Entries from a pointing dataset
※

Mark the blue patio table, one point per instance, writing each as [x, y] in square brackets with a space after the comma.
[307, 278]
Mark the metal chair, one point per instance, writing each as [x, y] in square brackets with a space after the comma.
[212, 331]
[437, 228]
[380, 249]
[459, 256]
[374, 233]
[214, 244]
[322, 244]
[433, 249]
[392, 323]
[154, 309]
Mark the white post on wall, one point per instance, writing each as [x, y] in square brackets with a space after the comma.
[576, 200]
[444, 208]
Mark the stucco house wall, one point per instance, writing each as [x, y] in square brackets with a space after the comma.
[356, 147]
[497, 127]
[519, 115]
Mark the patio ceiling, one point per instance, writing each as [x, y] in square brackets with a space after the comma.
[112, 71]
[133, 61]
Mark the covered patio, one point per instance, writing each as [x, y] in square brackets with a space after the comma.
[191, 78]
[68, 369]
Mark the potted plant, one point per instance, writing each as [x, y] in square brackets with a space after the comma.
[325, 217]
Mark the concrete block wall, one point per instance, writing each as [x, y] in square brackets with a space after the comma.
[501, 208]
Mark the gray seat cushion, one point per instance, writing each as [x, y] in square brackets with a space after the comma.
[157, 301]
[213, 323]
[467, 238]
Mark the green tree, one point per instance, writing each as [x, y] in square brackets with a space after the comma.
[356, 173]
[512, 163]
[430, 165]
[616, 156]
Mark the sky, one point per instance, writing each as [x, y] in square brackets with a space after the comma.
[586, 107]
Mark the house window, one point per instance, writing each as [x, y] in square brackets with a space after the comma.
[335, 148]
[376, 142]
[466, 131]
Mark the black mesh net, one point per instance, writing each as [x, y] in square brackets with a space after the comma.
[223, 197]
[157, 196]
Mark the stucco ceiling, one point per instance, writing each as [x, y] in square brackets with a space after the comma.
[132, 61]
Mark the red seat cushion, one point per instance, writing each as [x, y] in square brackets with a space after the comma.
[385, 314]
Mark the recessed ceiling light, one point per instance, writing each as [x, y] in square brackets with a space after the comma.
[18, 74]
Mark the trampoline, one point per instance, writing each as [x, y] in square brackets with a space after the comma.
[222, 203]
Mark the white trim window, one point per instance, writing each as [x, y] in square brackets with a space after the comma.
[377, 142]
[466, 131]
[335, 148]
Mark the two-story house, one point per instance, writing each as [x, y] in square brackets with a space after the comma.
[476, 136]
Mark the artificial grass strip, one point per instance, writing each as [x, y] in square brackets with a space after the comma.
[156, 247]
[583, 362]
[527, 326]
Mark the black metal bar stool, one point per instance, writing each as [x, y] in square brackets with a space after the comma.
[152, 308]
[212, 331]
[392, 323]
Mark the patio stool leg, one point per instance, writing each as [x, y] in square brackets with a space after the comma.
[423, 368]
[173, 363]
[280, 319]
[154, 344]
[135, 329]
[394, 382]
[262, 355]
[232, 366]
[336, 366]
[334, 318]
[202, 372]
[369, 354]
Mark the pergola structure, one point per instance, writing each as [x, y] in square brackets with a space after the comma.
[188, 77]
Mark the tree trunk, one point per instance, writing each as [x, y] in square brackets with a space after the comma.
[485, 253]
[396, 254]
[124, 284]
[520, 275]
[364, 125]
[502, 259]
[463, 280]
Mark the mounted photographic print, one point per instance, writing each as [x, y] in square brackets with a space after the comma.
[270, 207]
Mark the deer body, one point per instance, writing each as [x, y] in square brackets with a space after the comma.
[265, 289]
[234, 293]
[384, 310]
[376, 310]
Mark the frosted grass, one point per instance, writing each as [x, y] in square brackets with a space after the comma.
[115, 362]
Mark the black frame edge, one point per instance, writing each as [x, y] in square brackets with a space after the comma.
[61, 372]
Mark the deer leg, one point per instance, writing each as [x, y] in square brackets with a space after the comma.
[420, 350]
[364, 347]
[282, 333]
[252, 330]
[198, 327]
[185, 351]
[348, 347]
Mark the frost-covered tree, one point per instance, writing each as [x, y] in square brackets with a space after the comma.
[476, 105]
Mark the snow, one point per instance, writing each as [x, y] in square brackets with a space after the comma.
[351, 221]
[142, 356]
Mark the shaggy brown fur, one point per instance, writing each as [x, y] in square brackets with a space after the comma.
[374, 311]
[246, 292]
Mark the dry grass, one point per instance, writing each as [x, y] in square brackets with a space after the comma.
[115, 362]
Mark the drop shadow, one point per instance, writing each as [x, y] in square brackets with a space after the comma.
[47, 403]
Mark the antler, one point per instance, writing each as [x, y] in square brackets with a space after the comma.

※

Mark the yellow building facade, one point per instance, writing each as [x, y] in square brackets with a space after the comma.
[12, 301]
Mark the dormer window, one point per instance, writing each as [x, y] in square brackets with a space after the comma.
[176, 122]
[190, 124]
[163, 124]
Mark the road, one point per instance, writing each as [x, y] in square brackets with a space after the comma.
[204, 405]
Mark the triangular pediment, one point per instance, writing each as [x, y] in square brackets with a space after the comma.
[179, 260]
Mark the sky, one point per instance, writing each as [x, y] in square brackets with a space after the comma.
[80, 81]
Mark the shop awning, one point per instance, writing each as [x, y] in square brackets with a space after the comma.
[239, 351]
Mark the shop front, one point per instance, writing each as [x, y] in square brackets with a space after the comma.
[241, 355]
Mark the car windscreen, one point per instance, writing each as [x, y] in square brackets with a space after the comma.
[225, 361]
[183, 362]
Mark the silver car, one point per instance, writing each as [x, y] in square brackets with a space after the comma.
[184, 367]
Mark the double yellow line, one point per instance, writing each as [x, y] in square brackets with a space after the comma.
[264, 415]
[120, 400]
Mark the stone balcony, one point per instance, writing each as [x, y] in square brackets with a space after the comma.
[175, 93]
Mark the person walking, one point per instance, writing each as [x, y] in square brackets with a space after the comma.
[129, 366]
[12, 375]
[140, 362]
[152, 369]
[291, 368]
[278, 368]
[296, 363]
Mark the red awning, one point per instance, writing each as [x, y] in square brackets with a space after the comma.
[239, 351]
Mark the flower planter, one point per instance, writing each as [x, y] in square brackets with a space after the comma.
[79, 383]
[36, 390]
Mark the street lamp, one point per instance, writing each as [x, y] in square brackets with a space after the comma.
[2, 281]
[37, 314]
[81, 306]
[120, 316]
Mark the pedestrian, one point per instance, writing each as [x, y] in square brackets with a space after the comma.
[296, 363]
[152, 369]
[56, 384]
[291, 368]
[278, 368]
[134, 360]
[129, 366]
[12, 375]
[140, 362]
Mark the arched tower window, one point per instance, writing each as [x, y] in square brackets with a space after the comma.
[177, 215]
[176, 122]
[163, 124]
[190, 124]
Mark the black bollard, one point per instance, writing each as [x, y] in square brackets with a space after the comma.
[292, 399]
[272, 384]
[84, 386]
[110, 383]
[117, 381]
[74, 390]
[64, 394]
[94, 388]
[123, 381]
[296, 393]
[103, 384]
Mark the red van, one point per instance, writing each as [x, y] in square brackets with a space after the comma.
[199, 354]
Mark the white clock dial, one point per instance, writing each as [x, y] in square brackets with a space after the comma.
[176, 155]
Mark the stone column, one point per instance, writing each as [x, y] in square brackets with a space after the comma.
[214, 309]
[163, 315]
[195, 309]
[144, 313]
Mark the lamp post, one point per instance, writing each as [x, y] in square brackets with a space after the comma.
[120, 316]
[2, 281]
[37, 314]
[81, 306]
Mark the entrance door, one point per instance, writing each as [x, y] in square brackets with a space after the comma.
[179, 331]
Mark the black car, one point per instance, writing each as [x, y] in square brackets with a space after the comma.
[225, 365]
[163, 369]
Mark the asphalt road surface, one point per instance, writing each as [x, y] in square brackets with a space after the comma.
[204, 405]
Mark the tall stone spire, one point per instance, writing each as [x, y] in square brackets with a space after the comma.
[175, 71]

※

● Short exercise
Write out every line of the listing from the line with "Mark the shaggy" to the line with "Mark the antler, one", both included, and raise each coordinate in the answers by 118 while leaving everything else unchanged.

● Result
Mark the shaggy brown fur, one point per instance, writing each as [x, y] in square brackets with a space after the comma.
[492, 429]
[364, 410]
Mark the dry grass, one point per instance, writing each as [x, y] in square brackets with a space after the comma.
[233, 480]
Mark the drop shadow, one point per instance, writing each as [x, y] in square brackets with a space after the comma.
[165, 521]
Mark the antler, one point per instance, writing each as [x, y] in square brackets with a space after the comma.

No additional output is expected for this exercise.